Make an exact copy of the listing underneath, skipping each picture.
****************
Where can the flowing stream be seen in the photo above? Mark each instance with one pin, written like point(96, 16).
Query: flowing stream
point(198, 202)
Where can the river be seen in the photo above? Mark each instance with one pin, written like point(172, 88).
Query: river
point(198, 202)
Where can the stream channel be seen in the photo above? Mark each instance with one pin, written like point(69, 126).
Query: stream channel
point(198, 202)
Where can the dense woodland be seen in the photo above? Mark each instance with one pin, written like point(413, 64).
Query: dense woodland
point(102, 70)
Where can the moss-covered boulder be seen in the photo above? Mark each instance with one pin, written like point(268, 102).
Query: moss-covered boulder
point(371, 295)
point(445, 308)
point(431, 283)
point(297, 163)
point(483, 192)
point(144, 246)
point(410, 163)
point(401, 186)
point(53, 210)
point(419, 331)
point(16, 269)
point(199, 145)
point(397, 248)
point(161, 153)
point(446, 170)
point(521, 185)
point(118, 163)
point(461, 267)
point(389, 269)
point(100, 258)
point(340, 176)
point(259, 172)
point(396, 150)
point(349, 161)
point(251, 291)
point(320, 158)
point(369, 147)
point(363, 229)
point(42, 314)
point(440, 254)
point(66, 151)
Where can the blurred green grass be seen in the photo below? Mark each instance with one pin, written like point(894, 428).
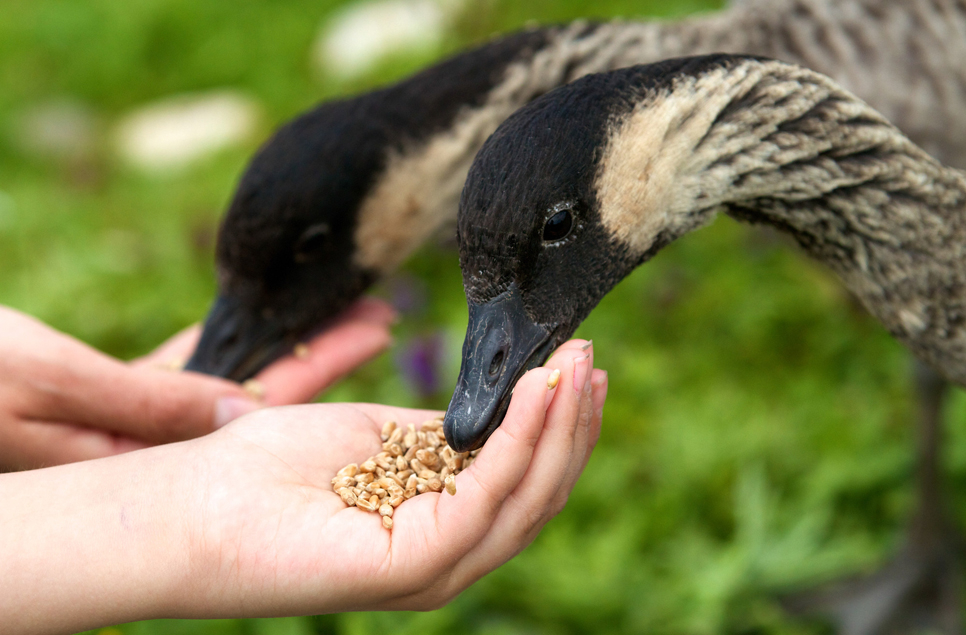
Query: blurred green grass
point(758, 434)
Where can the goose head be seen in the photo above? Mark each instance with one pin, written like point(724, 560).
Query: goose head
point(573, 192)
point(285, 247)
point(340, 197)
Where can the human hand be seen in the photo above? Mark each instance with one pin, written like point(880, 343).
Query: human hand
point(244, 522)
point(62, 401)
point(268, 535)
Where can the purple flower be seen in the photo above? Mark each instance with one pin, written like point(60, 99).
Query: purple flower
point(419, 360)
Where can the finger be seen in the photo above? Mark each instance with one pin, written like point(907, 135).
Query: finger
point(599, 384)
point(495, 473)
point(94, 391)
point(530, 506)
point(360, 334)
point(173, 354)
point(58, 378)
point(35, 444)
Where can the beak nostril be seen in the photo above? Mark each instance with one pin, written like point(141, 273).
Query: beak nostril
point(496, 364)
point(228, 342)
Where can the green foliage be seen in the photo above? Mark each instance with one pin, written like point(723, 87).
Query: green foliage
point(758, 434)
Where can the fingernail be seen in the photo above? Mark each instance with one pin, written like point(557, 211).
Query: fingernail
point(580, 373)
point(601, 379)
point(227, 409)
point(552, 382)
point(553, 379)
****************
(Solution to the problem)
Where can the flowing stream be seen in the photo above? Mark each instance with one pin, written like point(96, 16).
Query: flowing stream
point(198, 202)
Where can the river be seen in the photo above? Mark each instance with one pin, written like point(172, 88).
Query: river
point(198, 202)
Where can the stream channel be seen in the photo above? Mark each instance with one pin, written like point(69, 126).
Query: stream channel
point(198, 202)
Where can the dense woodland be seen in the photo above? Mark each instance with one pin, written like point(413, 64).
Query: dense woodland
point(102, 70)
Where can the moss-covered boulder be seen in the photo above? Mark each instance with one pin, written like point(268, 102).
Query: moss-covered boulder
point(371, 295)
point(445, 308)
point(431, 283)
point(297, 163)
point(483, 192)
point(144, 246)
point(410, 163)
point(401, 186)
point(53, 210)
point(419, 331)
point(16, 269)
point(199, 145)
point(397, 248)
point(161, 153)
point(446, 170)
point(521, 185)
point(118, 163)
point(461, 267)
point(389, 269)
point(100, 258)
point(340, 176)
point(259, 172)
point(396, 150)
point(349, 161)
point(251, 291)
point(320, 158)
point(369, 147)
point(363, 229)
point(42, 314)
point(440, 254)
point(66, 151)
Where can the blurred green grass be seen in the photo below? Mark each instance with one pin, written like point(894, 428).
Query: blurred green grass
point(758, 434)
Where can the goose head be seen in the photo above? Mark each instance with one pin, written like point(724, 560).
Query: goose head
point(573, 192)
point(285, 247)
point(340, 197)
Where can the human hand be seen in the photo above? Mark each instance with one pin, written like point(880, 343).
Query: human hand
point(244, 522)
point(62, 401)
point(268, 535)
Where can the purple flower be seen in the photo above? Mark each instance with one pin, written like point(60, 99).
Query: purple flower
point(419, 360)
Where can the finger be seen in the photo above? Mark each instance with one pin, written like point(907, 135).
Query: finger
point(599, 384)
point(495, 473)
point(94, 391)
point(530, 506)
point(360, 334)
point(173, 354)
point(58, 378)
point(35, 444)
Where can the beak nostril be seen in the photo above? Mark each instance with one pin, written like point(141, 273).
Query: beak nostril
point(496, 364)
point(228, 342)
Where can the green foliage be seen in the photo above? Mark each instance with one pin, written like point(723, 87).
Query: green foliage
point(758, 434)
Where can the fingernail be seen in the photo above? Mark each instance with one pin, written like point(557, 211).
Query: fingernail
point(580, 373)
point(601, 379)
point(227, 409)
point(552, 382)
point(553, 379)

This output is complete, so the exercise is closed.